● Direction: Only the lines from the one containing "point like [156,334]." through the final line of the material below should be output, exactly as they stand.

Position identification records

::::::::::

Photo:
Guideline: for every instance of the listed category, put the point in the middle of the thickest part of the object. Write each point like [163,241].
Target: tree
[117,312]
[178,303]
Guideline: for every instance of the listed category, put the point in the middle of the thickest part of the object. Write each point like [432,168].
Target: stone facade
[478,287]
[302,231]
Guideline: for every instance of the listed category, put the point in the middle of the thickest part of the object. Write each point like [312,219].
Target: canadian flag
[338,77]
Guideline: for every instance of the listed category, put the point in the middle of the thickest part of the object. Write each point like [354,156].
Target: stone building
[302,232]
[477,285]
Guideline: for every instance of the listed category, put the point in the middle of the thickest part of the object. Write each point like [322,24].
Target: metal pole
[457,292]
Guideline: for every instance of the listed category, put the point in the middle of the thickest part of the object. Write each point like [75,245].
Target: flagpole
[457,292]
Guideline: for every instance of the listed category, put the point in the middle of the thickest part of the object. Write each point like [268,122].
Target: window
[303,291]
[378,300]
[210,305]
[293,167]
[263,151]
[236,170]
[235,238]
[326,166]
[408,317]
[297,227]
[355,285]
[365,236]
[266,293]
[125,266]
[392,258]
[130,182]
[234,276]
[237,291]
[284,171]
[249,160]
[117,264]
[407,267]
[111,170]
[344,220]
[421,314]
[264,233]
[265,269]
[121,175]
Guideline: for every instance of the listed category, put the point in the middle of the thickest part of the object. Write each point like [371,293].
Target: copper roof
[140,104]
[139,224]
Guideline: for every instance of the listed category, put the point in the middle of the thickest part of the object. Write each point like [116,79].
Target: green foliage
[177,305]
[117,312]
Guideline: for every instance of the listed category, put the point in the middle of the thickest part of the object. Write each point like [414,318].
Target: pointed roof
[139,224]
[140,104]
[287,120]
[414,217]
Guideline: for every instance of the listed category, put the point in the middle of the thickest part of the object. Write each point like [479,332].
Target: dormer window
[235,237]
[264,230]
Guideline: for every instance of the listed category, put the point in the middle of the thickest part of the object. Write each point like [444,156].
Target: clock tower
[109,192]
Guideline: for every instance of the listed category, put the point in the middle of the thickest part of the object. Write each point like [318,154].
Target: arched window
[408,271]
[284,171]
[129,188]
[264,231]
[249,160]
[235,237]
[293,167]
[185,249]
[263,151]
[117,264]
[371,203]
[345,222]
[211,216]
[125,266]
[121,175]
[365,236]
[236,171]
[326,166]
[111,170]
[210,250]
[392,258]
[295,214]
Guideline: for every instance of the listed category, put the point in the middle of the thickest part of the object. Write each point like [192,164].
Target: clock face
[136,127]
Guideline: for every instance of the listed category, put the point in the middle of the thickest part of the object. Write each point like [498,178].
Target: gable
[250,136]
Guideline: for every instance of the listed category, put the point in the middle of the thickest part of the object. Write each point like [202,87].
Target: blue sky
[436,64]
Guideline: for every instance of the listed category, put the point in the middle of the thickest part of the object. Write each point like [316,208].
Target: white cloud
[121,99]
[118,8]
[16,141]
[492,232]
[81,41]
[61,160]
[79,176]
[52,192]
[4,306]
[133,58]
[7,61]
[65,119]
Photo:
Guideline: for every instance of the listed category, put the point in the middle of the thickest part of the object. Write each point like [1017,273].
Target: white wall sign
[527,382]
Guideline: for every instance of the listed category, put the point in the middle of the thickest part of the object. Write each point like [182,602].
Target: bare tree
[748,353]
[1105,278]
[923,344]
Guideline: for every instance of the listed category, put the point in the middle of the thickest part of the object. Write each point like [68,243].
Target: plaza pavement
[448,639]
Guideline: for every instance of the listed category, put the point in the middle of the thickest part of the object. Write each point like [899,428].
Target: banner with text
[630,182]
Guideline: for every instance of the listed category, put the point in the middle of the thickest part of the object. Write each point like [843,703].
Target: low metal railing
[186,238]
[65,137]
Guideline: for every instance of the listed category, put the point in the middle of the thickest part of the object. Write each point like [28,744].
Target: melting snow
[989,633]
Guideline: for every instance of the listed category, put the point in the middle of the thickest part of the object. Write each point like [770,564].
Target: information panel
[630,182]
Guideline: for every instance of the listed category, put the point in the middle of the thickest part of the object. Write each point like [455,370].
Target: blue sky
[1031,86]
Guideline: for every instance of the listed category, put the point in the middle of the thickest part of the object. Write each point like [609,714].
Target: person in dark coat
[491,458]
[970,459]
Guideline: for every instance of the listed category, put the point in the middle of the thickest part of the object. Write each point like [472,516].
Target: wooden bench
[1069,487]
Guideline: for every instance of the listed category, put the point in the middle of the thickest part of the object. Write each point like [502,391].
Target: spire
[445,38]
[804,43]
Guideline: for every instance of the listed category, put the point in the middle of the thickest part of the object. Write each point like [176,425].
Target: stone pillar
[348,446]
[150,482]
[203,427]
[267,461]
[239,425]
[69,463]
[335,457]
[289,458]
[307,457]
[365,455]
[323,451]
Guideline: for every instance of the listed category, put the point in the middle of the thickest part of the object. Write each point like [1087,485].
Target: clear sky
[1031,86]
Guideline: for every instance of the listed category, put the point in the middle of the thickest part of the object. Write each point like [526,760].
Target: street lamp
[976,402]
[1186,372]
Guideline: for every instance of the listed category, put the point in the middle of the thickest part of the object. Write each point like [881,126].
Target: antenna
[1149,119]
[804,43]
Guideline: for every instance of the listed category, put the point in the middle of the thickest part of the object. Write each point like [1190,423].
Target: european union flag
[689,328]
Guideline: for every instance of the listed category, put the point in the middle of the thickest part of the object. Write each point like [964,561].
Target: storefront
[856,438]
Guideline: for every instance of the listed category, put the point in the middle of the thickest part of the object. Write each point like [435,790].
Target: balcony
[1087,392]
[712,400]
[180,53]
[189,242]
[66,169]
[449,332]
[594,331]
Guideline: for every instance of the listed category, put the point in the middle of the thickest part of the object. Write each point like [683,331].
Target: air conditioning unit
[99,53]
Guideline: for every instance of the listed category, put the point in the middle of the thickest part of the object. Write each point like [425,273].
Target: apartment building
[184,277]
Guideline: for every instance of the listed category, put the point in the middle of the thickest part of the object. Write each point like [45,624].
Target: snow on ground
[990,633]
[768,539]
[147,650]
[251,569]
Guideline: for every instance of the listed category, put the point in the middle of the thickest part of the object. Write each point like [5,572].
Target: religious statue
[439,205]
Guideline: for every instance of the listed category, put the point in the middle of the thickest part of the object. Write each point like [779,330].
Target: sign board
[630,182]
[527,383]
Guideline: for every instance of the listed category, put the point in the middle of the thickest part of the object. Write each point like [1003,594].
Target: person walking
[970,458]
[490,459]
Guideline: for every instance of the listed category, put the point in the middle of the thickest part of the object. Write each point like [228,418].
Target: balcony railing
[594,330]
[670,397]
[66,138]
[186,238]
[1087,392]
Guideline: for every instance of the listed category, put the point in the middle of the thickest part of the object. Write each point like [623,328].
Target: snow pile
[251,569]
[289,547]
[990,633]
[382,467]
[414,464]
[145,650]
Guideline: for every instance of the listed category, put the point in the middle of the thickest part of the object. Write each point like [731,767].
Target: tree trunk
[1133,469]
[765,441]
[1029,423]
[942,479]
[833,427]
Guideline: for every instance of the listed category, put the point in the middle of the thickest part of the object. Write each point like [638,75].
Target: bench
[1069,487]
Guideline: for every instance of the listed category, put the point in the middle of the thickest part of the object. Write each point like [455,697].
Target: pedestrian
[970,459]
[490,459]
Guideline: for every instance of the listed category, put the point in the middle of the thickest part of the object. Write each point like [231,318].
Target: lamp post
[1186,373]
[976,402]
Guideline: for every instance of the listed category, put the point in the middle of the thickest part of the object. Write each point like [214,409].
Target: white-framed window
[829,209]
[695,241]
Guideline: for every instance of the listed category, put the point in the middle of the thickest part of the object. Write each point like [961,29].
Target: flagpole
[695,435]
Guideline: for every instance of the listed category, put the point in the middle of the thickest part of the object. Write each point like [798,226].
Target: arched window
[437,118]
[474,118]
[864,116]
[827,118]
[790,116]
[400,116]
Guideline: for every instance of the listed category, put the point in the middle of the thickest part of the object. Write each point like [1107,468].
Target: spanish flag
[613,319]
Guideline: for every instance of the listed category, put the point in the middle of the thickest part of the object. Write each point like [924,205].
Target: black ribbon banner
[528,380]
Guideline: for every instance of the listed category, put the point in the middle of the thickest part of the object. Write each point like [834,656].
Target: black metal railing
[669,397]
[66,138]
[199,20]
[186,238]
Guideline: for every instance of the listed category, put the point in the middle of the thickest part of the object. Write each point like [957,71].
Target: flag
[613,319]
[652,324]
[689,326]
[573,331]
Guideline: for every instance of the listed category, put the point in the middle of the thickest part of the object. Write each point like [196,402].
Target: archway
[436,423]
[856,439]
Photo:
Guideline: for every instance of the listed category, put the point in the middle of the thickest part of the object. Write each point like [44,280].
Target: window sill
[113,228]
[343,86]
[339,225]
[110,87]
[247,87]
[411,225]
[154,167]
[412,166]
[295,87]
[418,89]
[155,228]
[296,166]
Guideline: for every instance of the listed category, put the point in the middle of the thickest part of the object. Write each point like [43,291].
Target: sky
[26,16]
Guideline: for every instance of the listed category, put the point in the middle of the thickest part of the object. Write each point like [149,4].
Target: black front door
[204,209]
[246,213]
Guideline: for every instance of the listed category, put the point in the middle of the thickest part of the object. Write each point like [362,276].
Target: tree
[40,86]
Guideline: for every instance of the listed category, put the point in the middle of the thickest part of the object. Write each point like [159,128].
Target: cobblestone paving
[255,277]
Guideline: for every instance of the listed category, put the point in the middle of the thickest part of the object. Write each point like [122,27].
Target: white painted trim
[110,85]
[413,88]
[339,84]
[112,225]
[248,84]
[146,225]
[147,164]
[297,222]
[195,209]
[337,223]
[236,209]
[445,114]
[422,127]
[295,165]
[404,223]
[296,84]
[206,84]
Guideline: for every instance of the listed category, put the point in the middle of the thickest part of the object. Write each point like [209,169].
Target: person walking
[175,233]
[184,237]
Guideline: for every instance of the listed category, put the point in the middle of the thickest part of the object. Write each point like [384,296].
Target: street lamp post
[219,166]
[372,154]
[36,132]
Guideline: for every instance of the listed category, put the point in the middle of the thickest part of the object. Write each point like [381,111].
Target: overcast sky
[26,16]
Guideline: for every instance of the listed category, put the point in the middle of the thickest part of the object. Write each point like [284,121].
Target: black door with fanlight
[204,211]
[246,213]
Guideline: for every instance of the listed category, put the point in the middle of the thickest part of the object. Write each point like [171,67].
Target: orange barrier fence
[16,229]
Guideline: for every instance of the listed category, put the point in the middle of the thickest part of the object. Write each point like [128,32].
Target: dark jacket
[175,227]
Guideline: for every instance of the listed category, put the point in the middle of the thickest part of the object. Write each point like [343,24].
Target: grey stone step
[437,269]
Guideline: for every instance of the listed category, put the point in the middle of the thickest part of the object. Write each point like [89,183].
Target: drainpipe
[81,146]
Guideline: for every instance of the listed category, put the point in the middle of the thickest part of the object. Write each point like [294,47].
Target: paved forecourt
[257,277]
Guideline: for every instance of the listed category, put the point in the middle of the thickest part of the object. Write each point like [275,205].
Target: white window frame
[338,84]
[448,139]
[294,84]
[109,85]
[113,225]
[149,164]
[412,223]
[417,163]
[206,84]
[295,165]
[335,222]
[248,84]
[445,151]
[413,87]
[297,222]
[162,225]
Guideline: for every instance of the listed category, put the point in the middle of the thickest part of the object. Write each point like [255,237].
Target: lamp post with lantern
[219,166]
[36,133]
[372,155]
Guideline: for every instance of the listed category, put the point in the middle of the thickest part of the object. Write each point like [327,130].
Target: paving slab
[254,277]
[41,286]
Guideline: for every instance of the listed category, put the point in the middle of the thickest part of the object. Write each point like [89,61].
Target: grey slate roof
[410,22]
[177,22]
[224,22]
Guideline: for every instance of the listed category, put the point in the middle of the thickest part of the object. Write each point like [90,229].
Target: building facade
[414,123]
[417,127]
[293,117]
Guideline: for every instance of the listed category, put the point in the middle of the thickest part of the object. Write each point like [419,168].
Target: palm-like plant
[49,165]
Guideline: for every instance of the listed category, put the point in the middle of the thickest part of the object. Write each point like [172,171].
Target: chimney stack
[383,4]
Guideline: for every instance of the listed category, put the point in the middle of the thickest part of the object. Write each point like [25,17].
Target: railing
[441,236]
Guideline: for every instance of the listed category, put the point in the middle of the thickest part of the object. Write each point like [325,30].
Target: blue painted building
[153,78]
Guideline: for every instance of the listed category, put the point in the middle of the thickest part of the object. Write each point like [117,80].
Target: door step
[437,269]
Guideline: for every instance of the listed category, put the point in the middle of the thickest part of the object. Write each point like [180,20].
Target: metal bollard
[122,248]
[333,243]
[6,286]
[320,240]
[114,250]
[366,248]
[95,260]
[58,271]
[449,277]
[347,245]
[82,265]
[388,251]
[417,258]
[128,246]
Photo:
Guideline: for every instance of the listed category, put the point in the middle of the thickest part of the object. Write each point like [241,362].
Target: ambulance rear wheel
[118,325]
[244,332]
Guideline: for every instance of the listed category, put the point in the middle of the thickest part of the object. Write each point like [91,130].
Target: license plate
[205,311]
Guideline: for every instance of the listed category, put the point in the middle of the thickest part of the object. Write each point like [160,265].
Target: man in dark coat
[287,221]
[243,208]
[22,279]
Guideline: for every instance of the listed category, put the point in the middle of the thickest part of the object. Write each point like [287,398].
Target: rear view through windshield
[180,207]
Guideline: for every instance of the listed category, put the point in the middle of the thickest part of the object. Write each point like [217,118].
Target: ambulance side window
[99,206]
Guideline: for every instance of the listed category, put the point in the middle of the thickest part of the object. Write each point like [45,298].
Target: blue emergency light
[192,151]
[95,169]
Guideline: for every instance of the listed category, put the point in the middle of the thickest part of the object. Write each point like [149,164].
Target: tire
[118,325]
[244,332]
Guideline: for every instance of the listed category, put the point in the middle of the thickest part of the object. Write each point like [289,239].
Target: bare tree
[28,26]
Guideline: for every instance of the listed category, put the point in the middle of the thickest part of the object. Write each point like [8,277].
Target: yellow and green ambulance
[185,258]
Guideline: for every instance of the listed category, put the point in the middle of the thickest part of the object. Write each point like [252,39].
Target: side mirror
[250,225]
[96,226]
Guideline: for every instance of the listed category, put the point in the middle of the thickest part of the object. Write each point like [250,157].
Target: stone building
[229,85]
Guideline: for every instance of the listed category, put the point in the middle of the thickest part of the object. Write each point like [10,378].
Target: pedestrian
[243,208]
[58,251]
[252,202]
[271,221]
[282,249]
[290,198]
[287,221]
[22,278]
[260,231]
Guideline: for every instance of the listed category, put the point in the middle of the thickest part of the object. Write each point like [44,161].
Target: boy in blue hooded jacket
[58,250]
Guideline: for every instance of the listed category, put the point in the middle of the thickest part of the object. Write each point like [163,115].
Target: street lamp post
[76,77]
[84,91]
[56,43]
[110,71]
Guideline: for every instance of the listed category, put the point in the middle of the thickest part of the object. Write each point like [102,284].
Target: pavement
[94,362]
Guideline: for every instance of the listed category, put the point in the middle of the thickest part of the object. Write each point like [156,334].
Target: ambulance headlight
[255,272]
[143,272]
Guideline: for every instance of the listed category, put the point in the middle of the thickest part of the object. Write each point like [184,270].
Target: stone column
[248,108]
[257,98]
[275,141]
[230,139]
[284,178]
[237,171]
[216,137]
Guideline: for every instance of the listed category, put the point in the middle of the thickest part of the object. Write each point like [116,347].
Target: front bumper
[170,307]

::::::::::

● Final result:
Guideline: for every instance of the listed category, put the point in the middle of the thickest part of the object. Write each point like [156,334].
Target: ambulance headlight
[255,272]
[143,272]
Guideline: for every instance of the listed category, put the point in the middle of the thickest part of the object. Write each point like [184,270].
Target: stone column
[248,108]
[257,98]
[275,141]
[230,139]
[284,178]
[237,171]
[216,137]
Guideline: for every instance of the listed category, put the point in the middle of the thickest part of the object. Write each point like [116,347].
Target: front bumper
[170,307]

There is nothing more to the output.